--- Data provided ---
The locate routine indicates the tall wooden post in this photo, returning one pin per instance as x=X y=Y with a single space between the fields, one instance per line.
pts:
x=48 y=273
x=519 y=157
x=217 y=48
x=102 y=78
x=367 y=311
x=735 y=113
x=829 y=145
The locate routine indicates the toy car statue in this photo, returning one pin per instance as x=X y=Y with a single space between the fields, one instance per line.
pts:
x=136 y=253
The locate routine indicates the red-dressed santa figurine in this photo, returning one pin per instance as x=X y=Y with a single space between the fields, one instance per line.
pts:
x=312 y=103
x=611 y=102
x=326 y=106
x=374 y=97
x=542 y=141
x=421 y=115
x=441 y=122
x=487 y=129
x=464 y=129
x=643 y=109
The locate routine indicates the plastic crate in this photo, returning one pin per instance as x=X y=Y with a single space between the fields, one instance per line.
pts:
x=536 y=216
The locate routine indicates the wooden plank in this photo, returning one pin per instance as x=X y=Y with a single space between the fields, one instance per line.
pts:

--- The request ---
Reproduce every entry above verbatim, line for line, from the first to the last.

--- Written solution ---
The locate routine indicates the tall wooden post in this photo, returning one pin per instance as x=X y=Y with a single space between the fields, one instance per line.
pts:
x=48 y=273
x=519 y=157
x=217 y=48
x=102 y=78
x=367 y=311
x=735 y=113
x=829 y=145
The locate routine indicates the toy car statue in this photo, returning one pin per instance as x=X y=Y with a single space between the fields, one instance per line.
pts:
x=136 y=253
The locate routine indicates the red-dressed santa figurine in this photo, returning one pin per instance as x=X y=Y with a single space between the fields, one instance per line.
pts:
x=312 y=103
x=611 y=102
x=326 y=106
x=374 y=97
x=542 y=141
x=421 y=115
x=441 y=122
x=487 y=129
x=464 y=129
x=643 y=109
The locate routine indicates the plastic crate in this photo, returning one pin per instance as x=X y=Y with a single space between the fields, one instance per line.
pts:
x=536 y=216
The locate routine indicates the wooden plank in this photo, returning one pin per instance as x=X y=Y with a single space between the fields, one instance per line.
pts:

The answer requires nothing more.